Supplied information.
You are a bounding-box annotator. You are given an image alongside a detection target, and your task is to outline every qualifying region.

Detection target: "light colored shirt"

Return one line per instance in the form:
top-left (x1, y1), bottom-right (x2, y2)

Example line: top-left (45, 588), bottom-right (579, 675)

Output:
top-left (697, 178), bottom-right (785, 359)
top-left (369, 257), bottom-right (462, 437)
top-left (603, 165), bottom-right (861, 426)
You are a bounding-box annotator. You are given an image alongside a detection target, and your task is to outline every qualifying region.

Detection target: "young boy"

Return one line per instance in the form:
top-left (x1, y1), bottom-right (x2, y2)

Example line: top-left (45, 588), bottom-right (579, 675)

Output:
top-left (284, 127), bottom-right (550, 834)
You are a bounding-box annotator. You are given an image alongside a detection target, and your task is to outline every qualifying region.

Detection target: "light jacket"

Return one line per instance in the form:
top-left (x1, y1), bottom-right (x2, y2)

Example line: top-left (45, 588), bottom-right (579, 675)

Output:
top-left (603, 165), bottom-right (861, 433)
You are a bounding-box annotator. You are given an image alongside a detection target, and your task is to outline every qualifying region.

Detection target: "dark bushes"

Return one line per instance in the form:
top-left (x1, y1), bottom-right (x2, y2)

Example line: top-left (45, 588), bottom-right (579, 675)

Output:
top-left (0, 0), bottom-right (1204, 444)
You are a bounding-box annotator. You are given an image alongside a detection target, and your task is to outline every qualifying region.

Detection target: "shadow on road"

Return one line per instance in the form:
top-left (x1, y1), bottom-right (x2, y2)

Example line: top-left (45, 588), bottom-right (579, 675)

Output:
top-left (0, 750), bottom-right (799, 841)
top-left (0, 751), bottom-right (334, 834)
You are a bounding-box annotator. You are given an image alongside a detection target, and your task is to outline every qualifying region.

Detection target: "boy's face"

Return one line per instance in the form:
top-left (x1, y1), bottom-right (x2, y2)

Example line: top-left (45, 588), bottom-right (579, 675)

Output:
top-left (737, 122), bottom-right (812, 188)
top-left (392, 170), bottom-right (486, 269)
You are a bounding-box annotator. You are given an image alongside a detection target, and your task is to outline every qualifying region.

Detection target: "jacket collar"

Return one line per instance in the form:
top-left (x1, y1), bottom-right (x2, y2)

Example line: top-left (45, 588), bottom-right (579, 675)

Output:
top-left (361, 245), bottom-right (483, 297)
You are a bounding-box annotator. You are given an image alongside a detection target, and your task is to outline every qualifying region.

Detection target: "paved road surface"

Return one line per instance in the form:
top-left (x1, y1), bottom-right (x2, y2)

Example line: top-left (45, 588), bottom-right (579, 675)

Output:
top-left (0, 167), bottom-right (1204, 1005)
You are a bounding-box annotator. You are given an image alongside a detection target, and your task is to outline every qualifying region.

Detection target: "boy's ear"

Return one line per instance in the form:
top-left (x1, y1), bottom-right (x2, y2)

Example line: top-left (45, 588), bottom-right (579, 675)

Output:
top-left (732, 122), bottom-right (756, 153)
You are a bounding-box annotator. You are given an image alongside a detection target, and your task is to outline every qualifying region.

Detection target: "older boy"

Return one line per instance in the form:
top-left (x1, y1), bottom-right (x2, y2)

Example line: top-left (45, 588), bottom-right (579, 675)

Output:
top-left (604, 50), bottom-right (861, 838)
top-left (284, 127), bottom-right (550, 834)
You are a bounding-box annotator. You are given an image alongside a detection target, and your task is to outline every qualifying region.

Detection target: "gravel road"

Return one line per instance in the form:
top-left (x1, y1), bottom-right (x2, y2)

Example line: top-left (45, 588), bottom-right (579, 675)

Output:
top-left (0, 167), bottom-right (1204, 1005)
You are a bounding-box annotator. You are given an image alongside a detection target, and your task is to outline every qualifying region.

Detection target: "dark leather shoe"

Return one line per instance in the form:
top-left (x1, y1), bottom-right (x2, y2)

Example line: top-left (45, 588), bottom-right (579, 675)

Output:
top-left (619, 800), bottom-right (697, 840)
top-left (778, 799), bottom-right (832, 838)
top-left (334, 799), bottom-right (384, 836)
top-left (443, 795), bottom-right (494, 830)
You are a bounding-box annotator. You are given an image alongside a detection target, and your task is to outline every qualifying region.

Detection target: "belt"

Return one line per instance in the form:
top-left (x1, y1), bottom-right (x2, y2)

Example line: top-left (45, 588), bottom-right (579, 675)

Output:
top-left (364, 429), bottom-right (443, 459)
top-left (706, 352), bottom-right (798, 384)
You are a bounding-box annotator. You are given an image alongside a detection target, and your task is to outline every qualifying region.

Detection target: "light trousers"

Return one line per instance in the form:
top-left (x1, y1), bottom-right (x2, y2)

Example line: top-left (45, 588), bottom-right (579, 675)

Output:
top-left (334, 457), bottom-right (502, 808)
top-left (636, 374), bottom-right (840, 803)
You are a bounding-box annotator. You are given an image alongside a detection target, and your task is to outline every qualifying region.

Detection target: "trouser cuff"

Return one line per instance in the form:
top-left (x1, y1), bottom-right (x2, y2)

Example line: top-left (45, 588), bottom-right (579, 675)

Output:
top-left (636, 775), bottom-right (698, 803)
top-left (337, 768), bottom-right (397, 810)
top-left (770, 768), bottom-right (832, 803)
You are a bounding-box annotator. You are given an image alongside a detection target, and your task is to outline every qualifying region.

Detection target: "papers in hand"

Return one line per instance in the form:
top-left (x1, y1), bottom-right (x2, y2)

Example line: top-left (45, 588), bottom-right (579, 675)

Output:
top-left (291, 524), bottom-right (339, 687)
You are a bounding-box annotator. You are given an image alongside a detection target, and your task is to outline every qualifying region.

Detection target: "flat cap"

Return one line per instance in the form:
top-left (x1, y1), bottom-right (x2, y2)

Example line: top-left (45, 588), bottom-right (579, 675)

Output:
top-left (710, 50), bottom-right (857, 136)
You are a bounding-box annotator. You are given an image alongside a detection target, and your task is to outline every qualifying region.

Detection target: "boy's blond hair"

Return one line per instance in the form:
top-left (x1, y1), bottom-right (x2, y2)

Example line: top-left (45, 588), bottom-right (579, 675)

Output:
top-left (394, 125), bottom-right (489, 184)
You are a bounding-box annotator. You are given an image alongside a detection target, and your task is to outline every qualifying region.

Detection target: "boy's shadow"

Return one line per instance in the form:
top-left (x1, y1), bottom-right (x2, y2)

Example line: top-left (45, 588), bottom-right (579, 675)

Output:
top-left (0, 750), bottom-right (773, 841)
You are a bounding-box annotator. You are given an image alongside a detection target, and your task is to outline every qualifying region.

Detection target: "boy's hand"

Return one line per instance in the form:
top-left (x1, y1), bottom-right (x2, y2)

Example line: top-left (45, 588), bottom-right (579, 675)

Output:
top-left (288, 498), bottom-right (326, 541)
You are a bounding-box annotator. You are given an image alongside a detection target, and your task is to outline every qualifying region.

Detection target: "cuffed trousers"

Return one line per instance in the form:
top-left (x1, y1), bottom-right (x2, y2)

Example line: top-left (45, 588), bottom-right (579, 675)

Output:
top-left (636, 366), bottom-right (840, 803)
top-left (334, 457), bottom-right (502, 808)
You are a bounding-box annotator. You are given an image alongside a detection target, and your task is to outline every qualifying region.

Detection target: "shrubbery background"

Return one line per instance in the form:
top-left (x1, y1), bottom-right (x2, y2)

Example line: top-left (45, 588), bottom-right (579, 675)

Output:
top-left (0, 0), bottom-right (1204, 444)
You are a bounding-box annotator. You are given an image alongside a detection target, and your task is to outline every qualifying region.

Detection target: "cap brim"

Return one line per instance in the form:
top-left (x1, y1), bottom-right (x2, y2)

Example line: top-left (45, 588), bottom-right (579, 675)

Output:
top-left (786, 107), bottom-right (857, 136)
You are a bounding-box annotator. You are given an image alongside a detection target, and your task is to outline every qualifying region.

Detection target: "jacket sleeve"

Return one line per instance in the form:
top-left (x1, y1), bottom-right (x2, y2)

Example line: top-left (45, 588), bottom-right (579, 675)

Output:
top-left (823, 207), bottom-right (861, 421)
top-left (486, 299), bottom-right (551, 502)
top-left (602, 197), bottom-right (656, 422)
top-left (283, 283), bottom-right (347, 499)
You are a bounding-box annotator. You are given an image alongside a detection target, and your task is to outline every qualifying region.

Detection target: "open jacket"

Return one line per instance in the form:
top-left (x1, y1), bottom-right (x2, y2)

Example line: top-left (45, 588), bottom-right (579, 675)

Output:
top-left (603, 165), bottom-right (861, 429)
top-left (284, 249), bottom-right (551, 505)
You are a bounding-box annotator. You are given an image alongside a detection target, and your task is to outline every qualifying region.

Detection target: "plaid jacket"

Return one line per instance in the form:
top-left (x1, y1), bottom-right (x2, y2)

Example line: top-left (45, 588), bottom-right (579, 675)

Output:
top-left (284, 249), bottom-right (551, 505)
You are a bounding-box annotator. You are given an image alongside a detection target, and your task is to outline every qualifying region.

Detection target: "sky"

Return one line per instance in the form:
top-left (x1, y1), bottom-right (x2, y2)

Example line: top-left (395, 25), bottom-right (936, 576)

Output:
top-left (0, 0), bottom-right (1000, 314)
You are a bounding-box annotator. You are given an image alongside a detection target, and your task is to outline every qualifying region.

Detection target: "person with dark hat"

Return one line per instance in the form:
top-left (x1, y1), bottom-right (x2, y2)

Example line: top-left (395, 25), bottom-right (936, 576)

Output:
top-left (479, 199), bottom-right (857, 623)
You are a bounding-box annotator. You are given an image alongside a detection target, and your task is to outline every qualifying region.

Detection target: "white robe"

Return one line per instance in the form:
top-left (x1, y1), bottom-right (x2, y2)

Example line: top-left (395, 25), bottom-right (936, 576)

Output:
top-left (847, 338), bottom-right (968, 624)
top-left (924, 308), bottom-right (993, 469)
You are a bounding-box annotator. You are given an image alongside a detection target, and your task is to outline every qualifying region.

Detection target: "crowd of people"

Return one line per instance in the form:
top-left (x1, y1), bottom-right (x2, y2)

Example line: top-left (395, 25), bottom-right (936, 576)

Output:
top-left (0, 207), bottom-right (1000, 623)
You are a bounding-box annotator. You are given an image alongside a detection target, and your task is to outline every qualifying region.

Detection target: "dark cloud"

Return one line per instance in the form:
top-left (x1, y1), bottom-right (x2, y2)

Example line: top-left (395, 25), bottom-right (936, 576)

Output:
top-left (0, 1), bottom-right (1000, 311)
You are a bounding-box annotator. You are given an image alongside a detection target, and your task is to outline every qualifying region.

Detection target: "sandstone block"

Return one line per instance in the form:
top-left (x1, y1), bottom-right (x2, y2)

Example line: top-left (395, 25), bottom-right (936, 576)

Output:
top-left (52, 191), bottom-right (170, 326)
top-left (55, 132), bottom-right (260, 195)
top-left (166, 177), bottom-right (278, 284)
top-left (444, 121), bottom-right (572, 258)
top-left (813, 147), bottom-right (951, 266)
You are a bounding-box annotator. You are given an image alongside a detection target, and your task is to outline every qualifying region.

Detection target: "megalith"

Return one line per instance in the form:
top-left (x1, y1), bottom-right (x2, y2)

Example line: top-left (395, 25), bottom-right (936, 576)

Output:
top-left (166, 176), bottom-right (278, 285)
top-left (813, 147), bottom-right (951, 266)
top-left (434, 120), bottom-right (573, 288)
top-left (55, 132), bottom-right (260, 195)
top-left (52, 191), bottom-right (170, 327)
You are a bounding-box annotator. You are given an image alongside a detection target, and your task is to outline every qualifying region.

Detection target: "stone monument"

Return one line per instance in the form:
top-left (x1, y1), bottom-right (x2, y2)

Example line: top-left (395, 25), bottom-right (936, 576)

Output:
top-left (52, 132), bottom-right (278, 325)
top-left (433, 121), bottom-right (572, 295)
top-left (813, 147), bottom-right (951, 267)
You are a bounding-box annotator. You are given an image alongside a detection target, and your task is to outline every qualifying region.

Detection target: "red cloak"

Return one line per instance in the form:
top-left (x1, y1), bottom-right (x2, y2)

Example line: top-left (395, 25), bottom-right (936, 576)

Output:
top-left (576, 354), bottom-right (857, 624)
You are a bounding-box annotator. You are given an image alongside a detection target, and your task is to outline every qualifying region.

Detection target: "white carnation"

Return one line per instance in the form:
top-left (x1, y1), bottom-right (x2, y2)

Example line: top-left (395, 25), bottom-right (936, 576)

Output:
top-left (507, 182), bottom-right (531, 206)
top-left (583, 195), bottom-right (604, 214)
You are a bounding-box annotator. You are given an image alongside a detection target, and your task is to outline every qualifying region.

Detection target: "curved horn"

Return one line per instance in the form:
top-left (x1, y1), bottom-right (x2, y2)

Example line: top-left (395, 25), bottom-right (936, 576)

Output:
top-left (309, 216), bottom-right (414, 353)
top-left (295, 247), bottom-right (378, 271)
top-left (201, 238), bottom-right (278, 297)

Directive. Replace "Example line" with "Sample line" in the rows from the beginning through the line containing "top-left (0, 751), bottom-right (334, 834)", and leave everything else unchanged.

Written response.
You are a bounding-box annotator. You are given an image alongside a detection target, and your task is to outline every qualifying region.

Detection target: "light colored shirt"

Return one line per instance in the form:
top-left (x1, y1), bottom-right (x2, y2)

Sample line: top-left (45, 588), bottom-right (579, 675)

Output:
top-left (697, 178), bottom-right (785, 359)
top-left (369, 257), bottom-right (462, 437)
top-left (603, 165), bottom-right (861, 426)
You are a bounding-box annotator. You are given an image alongside a detection target, and your task is to outline every qualifying region.

Detection target: "young boy"

Return one line per instance in the form:
top-left (x1, y1), bottom-right (x2, y2)

Sample line: top-left (45, 588), bottom-right (579, 675)

Output:
top-left (284, 127), bottom-right (550, 834)
You are a bounding-box annotator. You are given an image alongside a detection target, and your task is to outline every qualifying region.

Detection target: "light jacket"

Return one line per instance in the form:
top-left (x1, y1), bottom-right (x2, y2)

Sample line: top-left (45, 588), bottom-right (579, 675)

Output:
top-left (603, 165), bottom-right (861, 433)
You are a bounding-box annotator. You are given an image alongside a detection target, and your task is to outline every qualifying region.

Detection target: "dark bushes"

Return one line per instance in the form:
top-left (x1, y1), bottom-right (x2, y2)

Sample line: top-left (45, 588), bottom-right (579, 675)

Output:
top-left (0, 0), bottom-right (1204, 444)
You are a bounding-box annotator. You are given an image alongside a detection target, and your task is to outline every qualifying region.

Detection target: "shadow on road"

Return one line per instance in the form:
top-left (x1, y1), bottom-right (x2, y2)

Sample line: top-left (45, 588), bottom-right (579, 675)

Output:
top-left (0, 750), bottom-right (799, 841)
top-left (0, 751), bottom-right (334, 834)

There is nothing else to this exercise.